• [ARTICLE]
>> Begin

Every year, it seems, when the Paul Taylor Dance Company steps out at the City Center, at least one work from the past reasserts itself as especially masterly. Last year it was the pastoral Images . This year it’s Mercuric Tidings , Taylor’s glorious outburst of kinetic excitement to excerpts from Schubert’s first and second symphonies.
The 13 dancers in Mercuric Tidings are decked out in clingy, rose-colored tie-dye-boys bare-chested, girls bare-legged. From the first moment, they’re in perpetual motion, happily blasting through space, responding to Taylor’s genius for knowing how to get dancers on and off the stage and into and out of remarkable combinations. There’s a lull-a duet for Silvia Nevjinsky and Michael Trusnovec (now the company’s outstanding male dancer)-and then they’re all back for another roller-coaster ride.

>> End

• [REQUIREMENTS]
A: Please repeat the dance review from "Every year, it" to "another roller-coaster ride.", swapping "rose-colored" for "sea-green".
B: According to the dance review, who is now the company's outstanding male dancer?

• [PROVIDED DATA]
>> Begin

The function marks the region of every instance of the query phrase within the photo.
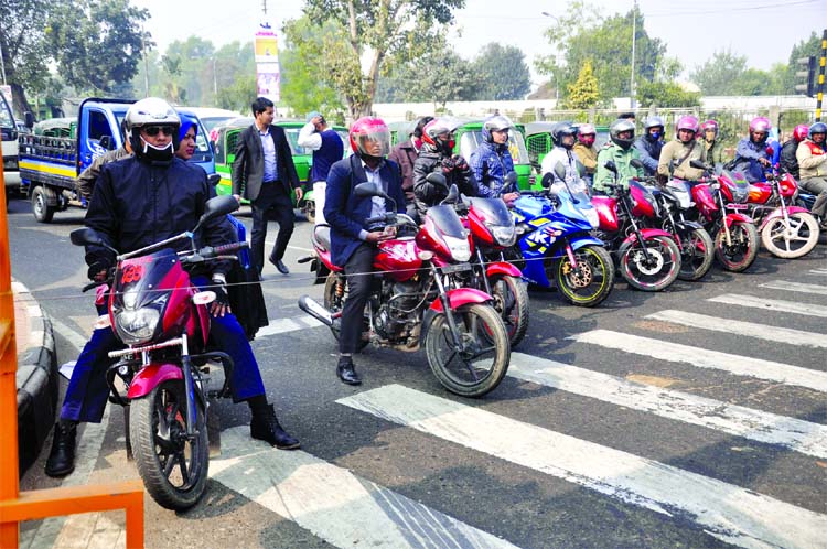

>> End

• [REPLIES]
A:
Every year, it seems, when the Paul Taylor Dance Company steps out at the City Center, at least one work from the past reasserts itself as especially masterly. Last year it was the pastoral Images . This year it’s Mercuric Tidings , Taylor’s glorious outburst of kinetic excitement to excerpts from Schubert’s first and second symphonies.
The 13 dancers in Mercuric Tidings are decked out in clingy, sea-green tie-dye-boys bare-chested, girls bare-legged. From the first moment, they’re in perpetual motion, happily blasting through space, responding to Taylor’s genius for knowing how to get dancers on and off the stage and into and out of remarkable combinations. There’s a lull-a duet for Silvia Nevjinsky and Michael Trusnovec (now the company’s outstanding male dancer)-and then they’re all back for another roller-coaster ride.

B: Michael Trusnovec.